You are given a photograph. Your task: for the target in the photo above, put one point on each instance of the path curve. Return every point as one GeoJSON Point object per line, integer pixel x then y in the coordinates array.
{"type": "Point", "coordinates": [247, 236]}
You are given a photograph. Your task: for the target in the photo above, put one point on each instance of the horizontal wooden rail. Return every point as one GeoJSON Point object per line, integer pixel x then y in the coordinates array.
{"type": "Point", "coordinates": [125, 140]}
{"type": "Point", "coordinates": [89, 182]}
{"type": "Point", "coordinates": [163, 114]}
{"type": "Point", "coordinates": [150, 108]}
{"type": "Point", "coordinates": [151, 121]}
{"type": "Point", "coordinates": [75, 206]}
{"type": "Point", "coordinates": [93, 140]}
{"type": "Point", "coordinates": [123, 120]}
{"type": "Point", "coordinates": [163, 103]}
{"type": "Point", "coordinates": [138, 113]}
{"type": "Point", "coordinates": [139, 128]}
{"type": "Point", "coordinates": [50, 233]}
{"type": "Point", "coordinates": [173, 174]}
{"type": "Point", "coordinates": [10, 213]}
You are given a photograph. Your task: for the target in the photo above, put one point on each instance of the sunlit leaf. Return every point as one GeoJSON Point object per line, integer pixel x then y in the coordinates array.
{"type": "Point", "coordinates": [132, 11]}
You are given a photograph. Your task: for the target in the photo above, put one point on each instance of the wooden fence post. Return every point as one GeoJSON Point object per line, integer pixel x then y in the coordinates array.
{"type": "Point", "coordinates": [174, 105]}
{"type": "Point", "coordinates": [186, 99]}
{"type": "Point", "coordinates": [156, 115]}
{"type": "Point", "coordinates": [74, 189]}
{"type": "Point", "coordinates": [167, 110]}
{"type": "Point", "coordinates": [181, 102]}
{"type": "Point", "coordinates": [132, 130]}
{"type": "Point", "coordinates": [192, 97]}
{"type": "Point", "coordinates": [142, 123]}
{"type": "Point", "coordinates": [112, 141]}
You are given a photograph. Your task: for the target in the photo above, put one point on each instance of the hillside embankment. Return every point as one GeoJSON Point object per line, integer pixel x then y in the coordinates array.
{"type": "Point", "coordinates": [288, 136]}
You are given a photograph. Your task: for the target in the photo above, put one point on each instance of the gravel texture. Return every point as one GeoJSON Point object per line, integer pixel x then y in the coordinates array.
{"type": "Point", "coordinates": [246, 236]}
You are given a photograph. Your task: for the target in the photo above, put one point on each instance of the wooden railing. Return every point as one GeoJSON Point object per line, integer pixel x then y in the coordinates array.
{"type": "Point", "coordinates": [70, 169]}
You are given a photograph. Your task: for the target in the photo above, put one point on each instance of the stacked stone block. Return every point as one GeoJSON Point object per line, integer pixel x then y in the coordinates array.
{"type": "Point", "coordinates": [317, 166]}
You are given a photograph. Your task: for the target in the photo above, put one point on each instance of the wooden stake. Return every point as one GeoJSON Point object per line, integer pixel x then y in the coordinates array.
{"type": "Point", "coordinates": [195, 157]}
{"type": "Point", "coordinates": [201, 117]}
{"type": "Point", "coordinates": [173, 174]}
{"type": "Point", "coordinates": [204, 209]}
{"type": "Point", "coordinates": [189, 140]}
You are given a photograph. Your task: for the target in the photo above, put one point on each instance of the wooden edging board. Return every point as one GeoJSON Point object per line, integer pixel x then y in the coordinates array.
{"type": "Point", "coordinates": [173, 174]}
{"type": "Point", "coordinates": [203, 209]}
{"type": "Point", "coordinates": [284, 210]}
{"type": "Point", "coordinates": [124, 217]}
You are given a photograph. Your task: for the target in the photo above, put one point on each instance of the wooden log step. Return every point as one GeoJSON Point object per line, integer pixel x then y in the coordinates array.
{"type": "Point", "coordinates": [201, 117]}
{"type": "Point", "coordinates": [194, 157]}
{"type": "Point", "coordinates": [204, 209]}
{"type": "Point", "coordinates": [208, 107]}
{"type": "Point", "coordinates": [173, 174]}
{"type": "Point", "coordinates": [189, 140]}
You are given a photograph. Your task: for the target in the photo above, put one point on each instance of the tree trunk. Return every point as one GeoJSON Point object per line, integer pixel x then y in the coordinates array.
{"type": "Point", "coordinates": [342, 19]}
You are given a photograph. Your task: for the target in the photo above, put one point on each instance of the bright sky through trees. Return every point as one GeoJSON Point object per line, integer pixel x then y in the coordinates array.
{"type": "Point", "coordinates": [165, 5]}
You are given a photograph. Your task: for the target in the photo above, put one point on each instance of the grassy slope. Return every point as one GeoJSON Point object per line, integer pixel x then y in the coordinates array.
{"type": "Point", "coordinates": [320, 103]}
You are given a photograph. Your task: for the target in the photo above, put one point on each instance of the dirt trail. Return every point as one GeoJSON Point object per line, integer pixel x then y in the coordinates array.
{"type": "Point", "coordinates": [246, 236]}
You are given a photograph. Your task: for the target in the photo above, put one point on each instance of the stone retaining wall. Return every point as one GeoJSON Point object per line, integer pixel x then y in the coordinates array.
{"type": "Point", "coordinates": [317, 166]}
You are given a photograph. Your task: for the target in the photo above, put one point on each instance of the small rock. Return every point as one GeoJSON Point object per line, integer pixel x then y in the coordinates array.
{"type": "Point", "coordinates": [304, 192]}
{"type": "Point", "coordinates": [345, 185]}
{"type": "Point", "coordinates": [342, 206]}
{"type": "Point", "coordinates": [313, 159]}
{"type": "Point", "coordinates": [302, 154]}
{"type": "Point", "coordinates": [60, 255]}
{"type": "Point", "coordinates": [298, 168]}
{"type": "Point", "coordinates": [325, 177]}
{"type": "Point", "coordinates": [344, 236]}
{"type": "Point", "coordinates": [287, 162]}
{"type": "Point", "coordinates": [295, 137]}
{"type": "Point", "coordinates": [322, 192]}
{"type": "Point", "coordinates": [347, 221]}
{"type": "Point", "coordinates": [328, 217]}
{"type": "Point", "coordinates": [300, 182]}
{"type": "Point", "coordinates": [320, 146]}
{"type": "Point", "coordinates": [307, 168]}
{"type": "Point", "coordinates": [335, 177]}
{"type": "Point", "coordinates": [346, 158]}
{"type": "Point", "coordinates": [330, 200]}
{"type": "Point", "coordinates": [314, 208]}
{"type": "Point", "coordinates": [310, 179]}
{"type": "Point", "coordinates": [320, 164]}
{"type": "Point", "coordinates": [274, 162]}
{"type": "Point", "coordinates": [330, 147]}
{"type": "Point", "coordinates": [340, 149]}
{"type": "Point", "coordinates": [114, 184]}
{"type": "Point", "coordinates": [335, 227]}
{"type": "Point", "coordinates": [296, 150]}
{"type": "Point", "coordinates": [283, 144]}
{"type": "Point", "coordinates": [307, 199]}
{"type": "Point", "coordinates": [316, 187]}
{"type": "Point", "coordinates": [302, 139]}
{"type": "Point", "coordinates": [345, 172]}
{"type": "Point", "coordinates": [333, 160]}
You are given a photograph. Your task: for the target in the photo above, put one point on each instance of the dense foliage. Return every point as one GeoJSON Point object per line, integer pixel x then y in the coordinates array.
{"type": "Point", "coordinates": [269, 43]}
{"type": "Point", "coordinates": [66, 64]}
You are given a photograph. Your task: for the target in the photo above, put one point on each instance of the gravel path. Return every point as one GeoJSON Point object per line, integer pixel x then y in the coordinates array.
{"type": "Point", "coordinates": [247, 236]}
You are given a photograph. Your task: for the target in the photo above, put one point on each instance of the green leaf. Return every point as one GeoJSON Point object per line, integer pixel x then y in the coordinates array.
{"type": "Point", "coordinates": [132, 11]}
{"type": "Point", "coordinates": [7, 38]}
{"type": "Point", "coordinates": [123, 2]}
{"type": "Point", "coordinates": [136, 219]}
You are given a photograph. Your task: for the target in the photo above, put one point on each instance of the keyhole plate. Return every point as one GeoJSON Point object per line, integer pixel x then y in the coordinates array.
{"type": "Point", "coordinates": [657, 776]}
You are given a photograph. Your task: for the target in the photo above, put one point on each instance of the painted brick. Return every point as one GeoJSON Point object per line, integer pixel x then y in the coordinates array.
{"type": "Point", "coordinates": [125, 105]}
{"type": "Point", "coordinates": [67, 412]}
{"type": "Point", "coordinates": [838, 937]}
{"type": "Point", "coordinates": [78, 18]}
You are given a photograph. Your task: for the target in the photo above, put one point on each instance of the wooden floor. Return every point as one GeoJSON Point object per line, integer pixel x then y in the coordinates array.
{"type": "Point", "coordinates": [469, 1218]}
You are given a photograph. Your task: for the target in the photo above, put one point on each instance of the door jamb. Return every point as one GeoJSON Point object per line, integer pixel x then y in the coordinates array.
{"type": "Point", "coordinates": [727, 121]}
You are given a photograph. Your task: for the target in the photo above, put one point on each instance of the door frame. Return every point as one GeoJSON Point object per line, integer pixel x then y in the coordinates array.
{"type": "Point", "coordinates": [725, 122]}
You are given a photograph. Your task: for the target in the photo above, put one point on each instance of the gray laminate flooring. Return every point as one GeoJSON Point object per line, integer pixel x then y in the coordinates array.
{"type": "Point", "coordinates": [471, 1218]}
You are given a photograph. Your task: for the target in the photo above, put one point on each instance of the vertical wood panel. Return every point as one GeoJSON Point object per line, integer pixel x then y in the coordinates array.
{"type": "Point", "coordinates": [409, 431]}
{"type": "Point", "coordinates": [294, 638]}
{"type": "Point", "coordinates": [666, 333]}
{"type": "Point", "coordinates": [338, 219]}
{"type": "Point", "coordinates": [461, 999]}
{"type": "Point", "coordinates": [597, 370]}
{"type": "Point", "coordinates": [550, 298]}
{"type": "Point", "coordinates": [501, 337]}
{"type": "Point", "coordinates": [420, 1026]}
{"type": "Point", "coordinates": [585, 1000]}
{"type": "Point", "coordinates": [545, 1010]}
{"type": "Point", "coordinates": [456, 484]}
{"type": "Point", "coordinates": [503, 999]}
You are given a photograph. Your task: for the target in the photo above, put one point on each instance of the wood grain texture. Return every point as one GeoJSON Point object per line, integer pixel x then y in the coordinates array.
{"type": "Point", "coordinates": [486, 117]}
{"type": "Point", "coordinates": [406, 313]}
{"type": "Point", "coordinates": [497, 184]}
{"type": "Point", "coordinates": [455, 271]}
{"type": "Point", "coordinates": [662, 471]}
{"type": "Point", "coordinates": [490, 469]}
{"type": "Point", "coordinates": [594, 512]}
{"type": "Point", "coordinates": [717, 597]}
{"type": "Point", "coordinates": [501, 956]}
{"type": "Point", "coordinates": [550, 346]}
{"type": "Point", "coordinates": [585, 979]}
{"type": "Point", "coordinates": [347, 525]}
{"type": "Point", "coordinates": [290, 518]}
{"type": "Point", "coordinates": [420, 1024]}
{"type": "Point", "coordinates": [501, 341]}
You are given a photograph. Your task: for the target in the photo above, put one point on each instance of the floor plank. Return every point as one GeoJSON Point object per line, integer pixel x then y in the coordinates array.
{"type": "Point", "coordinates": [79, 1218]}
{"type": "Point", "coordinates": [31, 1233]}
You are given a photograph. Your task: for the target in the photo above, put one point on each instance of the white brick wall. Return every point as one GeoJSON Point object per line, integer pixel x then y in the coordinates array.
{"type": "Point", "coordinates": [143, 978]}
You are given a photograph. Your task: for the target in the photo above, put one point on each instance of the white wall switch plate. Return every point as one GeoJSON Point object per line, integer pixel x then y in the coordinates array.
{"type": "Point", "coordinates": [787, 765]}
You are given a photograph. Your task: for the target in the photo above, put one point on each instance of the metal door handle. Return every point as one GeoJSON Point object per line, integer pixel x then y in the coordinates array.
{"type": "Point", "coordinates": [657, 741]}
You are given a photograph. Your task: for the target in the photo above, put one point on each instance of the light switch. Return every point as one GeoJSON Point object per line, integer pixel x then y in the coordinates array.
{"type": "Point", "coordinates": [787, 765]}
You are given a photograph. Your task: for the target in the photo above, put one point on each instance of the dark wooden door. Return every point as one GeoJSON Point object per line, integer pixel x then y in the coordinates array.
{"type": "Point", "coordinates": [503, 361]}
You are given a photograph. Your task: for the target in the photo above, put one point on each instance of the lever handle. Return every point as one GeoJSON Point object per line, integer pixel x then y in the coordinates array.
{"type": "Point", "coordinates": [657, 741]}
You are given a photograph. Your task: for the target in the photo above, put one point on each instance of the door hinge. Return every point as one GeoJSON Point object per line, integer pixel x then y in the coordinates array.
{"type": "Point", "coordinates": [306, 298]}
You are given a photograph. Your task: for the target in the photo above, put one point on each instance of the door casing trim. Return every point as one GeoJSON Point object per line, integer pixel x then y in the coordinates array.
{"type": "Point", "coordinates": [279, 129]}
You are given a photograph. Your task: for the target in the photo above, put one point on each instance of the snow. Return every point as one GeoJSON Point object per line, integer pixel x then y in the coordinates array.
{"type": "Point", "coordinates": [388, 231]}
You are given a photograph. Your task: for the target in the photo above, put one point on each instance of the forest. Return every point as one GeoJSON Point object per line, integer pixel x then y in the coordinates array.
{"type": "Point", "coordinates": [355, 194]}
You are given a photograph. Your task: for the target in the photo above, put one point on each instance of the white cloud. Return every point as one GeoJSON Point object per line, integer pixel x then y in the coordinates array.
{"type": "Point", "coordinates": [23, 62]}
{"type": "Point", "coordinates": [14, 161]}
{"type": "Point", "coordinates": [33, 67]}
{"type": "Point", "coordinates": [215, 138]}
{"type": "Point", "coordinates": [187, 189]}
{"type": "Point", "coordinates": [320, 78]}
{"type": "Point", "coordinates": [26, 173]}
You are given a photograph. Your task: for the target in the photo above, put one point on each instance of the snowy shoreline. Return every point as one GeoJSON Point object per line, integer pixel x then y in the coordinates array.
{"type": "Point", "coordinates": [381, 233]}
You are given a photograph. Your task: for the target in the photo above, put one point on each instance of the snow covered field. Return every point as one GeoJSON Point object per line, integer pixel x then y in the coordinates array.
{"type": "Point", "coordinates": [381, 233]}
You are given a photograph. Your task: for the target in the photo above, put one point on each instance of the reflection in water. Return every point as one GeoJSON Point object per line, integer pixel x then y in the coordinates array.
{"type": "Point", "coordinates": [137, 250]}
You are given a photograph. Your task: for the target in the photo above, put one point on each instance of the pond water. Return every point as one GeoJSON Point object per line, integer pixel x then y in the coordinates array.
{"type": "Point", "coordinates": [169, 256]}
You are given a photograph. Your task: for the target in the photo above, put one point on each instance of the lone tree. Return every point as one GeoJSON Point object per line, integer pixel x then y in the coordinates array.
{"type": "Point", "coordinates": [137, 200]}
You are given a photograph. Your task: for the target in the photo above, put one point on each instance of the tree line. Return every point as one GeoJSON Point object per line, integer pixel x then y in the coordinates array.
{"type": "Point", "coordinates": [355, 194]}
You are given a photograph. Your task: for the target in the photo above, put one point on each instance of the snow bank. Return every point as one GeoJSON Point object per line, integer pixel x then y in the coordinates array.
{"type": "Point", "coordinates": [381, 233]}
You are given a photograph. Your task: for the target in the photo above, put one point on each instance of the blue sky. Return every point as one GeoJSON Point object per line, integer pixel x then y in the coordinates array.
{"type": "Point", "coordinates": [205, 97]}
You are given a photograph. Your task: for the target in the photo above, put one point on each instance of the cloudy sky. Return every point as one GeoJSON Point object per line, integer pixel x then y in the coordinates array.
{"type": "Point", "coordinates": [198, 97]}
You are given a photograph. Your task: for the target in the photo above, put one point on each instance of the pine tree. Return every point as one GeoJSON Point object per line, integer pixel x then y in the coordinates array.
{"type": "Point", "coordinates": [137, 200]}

++++++++++

Only the lines from the one that contains "of the cloudy" to the end of the data should be output, exactly as they appear.

# TASK ANSWER:
You are given a photograph. Your task: for the target in the photo above, put one point on each instance of the cloudy sky. Return every point as one GeoJSON Point object per line, integer pixel x then y in the coordinates array.
{"type": "Point", "coordinates": [198, 97]}
You are given a photograph. Your task: for the target in the photo above, put one point on each instance of the pine tree. Return every point as one GeoJSON Point object per line, integer pixel x then y in the coordinates array.
{"type": "Point", "coordinates": [137, 200]}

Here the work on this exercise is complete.